GIVEN TEXT >>
++++++
I think my interest in anatomy and human physiology emerged right about when I began my work at the Mourad lab, and since then, my research has only deepened the passion I have for the body and how it works. Dr Michel Kliot, one of the collaborators on our research, allowed me to shadow him for a week during the summer, and seeing everything from brachial plexus surgery to brain surgery was nothing short of astounding. At the end of that summer, I knew I wanted a future in healthcare. Over the years I’ve found the research I’ve done to be a perfect match for my interests. Learning and understanding animal physiology is an essential part of my work, and it ties directly in with my passion for human medicine. Seeing and operating on actual nerve fibers and learning stitching techniques from Neurosurgery interns may seem mundane and even gross to some people, but for me, there is no other place I would want to work. I hope to continue my research project over the summer and publish a second paper on the sciatic model, but what is most appealing is starting up the clinic and human studies with our device. It will be amazing to see the full process of how just a simple idea can be transformed into a useful tool that will help real people, and it’s truly remarkable to think that the work and research I’ve done over the years will soon be put into a tangible and vital new tool for doctors and their patients.
References
Carragee EJ, Tanner CM, Kurana S, Hayward C, Walsh J, Date E, Truong T, Rossi M, Hagle C, The rates of false-positive lumbar discography in select patients without low back pain symptoms. Spine 2000;25:1375-1381.
Hargreaves K, Dubner R, Brown F, Flores C, Jorris J. A new and sensitive method for measuring the thermal nociception in cutaneous hyperalgesia. Pain 1988;32:77-88.
Jarvik JG, Deyo RA. Diagnostic evaluation of low back pain with emphasis on imaging. Ann Intern Med 2002;137:586-597.
Nagakura Y, Okada M, Khoara A, Kiso T, Toya T, Iwai A, Wanibuchi F, Yamaguchi T. Allodynia and Hyperalgesia in adjuvant-induced arthritic rats: time course of progression and efficiency of analgesics. J Pharmacol Exp Ther 2003;306:490-497.
++++++
SUPPLIED MATERIAL >>
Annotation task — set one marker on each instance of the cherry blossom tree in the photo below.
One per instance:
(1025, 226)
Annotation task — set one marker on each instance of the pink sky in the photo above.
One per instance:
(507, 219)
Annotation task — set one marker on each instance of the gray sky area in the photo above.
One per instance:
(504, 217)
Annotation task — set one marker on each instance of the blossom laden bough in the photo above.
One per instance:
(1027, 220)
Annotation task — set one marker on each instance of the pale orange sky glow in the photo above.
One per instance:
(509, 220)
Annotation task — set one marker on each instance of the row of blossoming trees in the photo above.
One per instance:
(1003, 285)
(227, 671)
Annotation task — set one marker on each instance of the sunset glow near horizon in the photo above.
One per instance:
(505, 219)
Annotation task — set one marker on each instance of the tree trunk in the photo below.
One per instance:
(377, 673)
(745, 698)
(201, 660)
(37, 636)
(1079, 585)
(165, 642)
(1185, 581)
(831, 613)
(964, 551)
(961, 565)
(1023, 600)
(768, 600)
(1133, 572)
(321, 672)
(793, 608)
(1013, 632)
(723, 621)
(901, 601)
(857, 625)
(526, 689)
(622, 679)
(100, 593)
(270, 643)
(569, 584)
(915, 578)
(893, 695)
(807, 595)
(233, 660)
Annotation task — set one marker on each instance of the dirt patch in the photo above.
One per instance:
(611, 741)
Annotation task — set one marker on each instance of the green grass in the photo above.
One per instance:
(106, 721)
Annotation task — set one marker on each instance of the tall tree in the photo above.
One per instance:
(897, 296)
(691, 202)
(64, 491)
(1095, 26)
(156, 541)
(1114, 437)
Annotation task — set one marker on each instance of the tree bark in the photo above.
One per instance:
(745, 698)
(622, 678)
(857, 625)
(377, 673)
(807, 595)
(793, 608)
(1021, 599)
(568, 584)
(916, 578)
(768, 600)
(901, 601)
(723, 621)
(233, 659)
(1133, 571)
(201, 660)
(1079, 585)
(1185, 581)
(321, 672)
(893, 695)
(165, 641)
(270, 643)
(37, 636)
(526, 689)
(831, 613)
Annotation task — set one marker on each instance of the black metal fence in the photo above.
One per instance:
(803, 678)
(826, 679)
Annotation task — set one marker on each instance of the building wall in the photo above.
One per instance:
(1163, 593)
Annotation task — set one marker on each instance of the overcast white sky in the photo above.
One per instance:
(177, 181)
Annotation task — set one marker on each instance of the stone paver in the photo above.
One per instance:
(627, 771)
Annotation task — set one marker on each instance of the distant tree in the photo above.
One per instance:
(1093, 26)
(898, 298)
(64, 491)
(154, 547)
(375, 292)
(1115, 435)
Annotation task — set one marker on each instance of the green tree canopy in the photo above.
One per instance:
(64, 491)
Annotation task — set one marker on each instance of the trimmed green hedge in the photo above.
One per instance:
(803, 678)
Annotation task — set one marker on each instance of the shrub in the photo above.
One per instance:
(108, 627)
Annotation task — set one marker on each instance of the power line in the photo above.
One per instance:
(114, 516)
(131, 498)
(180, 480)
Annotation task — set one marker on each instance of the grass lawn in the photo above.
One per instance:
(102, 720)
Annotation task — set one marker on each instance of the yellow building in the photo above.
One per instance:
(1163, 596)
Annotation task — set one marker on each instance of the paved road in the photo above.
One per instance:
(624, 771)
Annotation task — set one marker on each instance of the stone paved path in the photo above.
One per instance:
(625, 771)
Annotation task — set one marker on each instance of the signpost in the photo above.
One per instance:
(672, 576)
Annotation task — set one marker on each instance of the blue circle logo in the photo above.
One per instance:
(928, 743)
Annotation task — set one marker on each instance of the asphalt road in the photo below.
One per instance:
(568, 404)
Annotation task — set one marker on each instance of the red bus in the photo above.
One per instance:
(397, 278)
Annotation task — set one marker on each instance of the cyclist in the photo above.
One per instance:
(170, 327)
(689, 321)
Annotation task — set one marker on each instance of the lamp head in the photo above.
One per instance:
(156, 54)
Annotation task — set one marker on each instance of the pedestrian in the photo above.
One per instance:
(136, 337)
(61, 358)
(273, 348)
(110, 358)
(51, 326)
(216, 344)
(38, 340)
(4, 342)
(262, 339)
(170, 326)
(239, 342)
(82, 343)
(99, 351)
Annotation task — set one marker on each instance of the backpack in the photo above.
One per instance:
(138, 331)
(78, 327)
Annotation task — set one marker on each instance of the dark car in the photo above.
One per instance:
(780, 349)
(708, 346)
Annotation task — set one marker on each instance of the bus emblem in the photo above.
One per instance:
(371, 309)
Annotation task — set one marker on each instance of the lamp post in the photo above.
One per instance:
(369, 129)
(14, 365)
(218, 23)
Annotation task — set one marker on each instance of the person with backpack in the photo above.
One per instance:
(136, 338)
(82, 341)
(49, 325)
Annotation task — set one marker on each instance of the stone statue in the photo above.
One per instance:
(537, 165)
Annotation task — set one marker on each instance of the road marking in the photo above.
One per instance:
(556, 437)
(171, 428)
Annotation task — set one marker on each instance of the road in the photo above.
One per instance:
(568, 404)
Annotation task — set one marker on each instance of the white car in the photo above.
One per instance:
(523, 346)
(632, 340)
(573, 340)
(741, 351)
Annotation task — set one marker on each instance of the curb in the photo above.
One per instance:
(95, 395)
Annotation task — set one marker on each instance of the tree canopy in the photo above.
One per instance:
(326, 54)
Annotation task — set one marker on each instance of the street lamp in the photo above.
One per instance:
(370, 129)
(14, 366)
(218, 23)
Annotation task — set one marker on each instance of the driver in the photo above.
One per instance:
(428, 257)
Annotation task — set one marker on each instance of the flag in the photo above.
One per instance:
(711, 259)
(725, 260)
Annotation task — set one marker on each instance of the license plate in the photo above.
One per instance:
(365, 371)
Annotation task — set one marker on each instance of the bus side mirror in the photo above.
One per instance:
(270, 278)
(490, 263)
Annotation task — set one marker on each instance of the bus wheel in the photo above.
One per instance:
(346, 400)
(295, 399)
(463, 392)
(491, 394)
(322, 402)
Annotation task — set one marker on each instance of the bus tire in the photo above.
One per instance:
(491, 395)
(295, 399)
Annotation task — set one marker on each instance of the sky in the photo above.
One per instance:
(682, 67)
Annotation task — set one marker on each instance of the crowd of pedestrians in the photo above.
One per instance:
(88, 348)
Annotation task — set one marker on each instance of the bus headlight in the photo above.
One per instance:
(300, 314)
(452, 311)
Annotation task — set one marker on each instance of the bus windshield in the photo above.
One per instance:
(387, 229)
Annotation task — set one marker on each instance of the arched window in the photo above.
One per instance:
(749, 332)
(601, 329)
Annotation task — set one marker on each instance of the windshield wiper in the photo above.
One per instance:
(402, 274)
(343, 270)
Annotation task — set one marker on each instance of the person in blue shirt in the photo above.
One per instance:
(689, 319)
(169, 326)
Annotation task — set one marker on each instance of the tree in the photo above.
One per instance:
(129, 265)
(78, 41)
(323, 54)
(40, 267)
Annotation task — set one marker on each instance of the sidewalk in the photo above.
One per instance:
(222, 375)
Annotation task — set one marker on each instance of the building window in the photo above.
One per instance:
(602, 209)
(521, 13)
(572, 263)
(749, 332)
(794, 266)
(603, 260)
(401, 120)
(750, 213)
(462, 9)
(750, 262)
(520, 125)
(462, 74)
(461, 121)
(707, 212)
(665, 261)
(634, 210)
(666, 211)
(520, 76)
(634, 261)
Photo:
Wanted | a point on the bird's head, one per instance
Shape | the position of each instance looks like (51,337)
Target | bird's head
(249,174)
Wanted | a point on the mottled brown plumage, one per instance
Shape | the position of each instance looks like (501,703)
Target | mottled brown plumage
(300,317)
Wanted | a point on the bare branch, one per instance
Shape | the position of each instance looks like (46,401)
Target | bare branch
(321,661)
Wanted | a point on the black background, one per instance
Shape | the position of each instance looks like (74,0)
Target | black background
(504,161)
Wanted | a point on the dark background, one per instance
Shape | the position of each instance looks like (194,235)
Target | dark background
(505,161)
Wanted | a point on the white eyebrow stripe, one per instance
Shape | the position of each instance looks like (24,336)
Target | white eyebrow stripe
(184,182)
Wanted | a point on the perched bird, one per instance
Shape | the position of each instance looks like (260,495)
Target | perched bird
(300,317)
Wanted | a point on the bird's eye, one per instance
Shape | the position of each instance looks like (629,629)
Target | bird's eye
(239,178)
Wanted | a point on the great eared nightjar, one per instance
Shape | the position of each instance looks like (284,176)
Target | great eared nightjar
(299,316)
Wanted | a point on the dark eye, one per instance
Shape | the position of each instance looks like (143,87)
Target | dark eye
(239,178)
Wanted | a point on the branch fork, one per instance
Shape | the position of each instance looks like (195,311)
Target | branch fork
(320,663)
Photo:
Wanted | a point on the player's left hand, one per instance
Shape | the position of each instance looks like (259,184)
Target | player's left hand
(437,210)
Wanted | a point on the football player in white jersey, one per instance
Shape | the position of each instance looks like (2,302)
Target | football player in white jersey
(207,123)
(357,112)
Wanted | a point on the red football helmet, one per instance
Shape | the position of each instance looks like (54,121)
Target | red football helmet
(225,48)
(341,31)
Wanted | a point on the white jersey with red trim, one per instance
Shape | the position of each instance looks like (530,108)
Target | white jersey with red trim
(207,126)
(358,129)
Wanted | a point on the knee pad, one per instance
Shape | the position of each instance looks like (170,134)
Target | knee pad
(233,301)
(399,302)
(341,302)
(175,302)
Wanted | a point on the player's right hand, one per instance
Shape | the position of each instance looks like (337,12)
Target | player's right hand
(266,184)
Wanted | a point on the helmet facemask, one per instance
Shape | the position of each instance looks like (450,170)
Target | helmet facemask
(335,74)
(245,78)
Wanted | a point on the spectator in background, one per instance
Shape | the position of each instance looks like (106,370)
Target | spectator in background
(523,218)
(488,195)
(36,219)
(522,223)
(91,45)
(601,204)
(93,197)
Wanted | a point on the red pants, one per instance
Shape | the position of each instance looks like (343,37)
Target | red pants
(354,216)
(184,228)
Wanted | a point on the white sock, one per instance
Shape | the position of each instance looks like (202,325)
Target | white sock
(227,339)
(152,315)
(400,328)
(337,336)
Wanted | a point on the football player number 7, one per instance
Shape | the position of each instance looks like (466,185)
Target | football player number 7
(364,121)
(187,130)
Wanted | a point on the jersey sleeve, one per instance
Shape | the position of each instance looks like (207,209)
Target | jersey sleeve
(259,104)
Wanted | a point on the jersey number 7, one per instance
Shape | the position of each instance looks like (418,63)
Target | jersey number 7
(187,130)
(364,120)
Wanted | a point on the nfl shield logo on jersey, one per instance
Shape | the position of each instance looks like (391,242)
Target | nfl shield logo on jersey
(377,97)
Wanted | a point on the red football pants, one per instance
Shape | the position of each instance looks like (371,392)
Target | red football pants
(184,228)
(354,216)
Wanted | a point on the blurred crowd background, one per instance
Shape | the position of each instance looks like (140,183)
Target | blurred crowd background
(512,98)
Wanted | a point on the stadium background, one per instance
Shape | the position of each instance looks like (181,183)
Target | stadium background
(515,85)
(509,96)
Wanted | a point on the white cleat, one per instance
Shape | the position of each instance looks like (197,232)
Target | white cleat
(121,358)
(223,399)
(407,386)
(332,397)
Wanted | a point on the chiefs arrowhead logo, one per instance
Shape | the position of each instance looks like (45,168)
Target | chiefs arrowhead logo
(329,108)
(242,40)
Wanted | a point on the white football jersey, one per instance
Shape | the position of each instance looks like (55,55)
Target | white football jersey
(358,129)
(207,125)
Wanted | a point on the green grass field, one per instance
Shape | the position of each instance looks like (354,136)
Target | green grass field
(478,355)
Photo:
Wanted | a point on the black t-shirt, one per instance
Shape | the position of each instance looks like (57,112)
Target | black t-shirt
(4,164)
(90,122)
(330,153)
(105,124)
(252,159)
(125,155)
++++++
REQUIRED WORK >>
a) Please rewrite the research essay, beginning at the words "Hargreaves K, Dubner" and stopping after "Exp Ther 2003;306:490-497.", with "efficiency" changed to "efficacy".
b) Turn the paragraph of the research essay that opens with "I think my interest in anatomy" into a short bulleted list that keeps its main facts.

RESULTS FOR THE EXERCISE >>
a)
Hargreaves K, Dubner R, Brown F, Flores C, Jorris J. A new and sensitive method for measuring the thermal nociception in cutaneous hyperalgesia. Pain 1988;32:77-88.
Jarvik JG, Deyo RA. Diagnostic evaluation of low back pain with emphasis on imaging. Ann Intern Med 2002;137:586-597.
Nagakura Y, Okada M, Khoara A, Kiso T, Toya T, Iwai A, Wanibuchi F, Yamaguchi T. Allodynia and Hyperalgesia in adjuvant-induced arthritic rats: time course of progression and efficacy of analgesics. J Pharmacol Exp Ther 2003;306:490-497.

b)
- The writer's interest in anatomy and human physiology began around the start of their work at the Mourad lab, and their research has deepened it since.
- Dr Michel Kliot, a collaborator on the research, let the writer shadow him for a week one summer. The writer saw procedures ranging from brachial plexus surgery to brain surgery.
- By the end of that summer, the writer knew they wanted a future in healthcare.
- Learning animal physiology is essential to the research and ties directly to the writer's passion for human medicine.
- The work includes operating on actual nerve fibers and learning stitching techniques from Neurosurgery interns. Some may find this mundane or gross, but the writer would want to work nowhere else.
- The writer hopes to continue the project over the summer and publish a second paper on the sciatic model.
- What appeals most is starting the clinic and human studies with the group's device. The writer looks forward to seeing a simple idea become a tangible and vital new tool for doctors and their patients.